* **Provided records**
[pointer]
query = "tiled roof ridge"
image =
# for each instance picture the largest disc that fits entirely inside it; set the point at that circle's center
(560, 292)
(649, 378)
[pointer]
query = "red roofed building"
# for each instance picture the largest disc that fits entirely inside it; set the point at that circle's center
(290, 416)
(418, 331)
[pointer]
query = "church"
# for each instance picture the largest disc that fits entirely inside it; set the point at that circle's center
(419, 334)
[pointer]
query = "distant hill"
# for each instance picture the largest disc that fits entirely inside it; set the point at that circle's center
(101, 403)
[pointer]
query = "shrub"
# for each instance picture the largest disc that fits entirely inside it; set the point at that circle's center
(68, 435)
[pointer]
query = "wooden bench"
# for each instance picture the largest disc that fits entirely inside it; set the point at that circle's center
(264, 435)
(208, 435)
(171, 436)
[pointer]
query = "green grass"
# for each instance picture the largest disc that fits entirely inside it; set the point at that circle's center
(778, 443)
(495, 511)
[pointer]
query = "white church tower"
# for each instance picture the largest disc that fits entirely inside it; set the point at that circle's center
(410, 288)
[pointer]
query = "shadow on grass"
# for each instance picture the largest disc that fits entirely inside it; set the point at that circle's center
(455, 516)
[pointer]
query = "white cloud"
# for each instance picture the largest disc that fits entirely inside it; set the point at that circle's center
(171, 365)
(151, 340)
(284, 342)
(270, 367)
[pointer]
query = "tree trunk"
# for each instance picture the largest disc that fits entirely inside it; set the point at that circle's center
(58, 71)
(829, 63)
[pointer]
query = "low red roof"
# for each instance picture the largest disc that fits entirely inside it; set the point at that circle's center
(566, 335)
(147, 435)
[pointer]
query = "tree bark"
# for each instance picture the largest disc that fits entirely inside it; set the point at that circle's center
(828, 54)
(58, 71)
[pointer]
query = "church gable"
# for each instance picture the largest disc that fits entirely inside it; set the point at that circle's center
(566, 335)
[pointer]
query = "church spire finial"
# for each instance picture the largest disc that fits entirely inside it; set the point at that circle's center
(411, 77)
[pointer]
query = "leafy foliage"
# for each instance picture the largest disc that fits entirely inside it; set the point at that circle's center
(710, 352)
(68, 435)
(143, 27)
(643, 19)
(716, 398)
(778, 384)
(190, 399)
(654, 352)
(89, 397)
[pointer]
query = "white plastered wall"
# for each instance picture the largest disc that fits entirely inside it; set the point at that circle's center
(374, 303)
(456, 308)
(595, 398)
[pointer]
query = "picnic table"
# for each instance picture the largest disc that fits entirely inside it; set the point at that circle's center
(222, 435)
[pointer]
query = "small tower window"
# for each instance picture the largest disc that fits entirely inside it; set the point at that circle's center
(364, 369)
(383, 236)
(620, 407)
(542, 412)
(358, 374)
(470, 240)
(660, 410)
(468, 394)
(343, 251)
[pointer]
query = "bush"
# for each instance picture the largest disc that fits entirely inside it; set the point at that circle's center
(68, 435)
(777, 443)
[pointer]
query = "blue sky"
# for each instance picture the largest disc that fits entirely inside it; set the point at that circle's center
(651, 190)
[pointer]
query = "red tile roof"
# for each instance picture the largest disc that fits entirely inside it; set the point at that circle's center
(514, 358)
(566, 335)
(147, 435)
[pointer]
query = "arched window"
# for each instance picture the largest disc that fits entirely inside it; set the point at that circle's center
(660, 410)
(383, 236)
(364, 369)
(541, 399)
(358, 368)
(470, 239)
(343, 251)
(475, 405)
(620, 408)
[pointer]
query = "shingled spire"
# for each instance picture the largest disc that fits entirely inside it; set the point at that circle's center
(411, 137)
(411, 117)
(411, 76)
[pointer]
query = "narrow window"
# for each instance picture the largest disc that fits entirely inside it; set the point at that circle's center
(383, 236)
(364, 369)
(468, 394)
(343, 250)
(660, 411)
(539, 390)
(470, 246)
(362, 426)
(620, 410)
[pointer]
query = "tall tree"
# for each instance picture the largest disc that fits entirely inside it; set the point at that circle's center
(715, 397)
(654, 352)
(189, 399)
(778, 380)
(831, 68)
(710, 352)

* **What the exercise asks**
Go through the listing, find each line with the word "spire", and copy it.

* **Task result**
query = "church spire finial"
query = "shingled spire"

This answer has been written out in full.